_Short exercise_
Extract, unchanged, the stretch of the entries below from their very start through the line containing "129), (226, 129)]]".

_Entries provided_
= = =

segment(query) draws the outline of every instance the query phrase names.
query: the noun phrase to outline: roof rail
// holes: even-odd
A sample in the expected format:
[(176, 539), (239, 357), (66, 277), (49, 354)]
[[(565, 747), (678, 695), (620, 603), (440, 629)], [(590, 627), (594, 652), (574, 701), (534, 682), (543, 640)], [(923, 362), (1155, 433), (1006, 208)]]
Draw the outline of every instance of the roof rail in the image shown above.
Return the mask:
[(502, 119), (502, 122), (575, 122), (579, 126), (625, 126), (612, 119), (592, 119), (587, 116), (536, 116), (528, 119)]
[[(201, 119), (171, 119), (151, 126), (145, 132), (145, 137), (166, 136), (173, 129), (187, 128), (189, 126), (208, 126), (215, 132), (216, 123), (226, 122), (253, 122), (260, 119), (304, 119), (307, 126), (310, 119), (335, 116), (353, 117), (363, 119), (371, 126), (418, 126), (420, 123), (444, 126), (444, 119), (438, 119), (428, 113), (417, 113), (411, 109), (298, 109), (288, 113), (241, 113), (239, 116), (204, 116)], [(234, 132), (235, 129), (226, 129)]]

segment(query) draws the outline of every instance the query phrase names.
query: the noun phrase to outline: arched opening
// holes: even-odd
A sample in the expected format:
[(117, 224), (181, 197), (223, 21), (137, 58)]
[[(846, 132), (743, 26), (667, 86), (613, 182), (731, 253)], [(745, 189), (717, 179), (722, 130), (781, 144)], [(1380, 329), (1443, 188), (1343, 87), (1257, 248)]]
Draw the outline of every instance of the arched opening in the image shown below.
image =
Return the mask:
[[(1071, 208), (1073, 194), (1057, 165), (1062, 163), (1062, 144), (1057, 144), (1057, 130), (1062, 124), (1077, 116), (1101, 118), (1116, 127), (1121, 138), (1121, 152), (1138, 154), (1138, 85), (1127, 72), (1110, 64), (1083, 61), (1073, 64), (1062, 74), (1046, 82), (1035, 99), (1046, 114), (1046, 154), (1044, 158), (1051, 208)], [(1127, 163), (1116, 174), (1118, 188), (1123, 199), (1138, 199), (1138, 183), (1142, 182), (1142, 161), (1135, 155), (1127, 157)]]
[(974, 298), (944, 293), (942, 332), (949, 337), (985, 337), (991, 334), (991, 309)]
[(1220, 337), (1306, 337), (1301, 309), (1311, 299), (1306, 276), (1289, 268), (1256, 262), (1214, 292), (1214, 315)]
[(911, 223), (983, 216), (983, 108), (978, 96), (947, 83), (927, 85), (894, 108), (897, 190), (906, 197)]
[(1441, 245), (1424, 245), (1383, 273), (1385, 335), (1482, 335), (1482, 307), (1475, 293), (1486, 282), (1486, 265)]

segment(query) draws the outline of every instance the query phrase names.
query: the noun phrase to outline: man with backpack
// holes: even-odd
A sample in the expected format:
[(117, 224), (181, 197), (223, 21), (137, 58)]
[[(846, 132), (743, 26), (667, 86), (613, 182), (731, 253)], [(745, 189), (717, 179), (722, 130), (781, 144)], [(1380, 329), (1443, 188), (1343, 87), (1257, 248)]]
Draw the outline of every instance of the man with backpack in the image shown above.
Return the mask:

= = =

_Task output_
segment(query) draws the outline of every instance the query phrase names.
query: the noun phrase to outline: roof rail
// holes: even-odd
A sample in the expected format:
[(176, 539), (239, 357), (66, 277), (49, 354)]
[[(565, 747), (678, 695), (620, 603), (440, 629)], [(590, 627), (594, 652), (574, 701), (534, 682), (543, 640)], [(923, 362), (1155, 433), (1006, 208)]]
Draw the outline of every instance of the roof rail in the image shown above.
Return the mask:
[(502, 119), (502, 122), (575, 122), (579, 126), (625, 126), (612, 119), (592, 119), (587, 116), (536, 116), (528, 119)]
[[(201, 119), (171, 119), (151, 126), (145, 132), (145, 137), (166, 136), (173, 129), (187, 128), (189, 126), (208, 126), (215, 132), (216, 123), (226, 122), (253, 122), (260, 119), (304, 119), (307, 126), (310, 119), (335, 116), (353, 117), (363, 119), (371, 126), (418, 126), (420, 123), (444, 126), (444, 119), (438, 119), (428, 113), (417, 113), (411, 109), (298, 109), (288, 113), (241, 113), (239, 116), (204, 116)], [(234, 132), (235, 129), (226, 129)]]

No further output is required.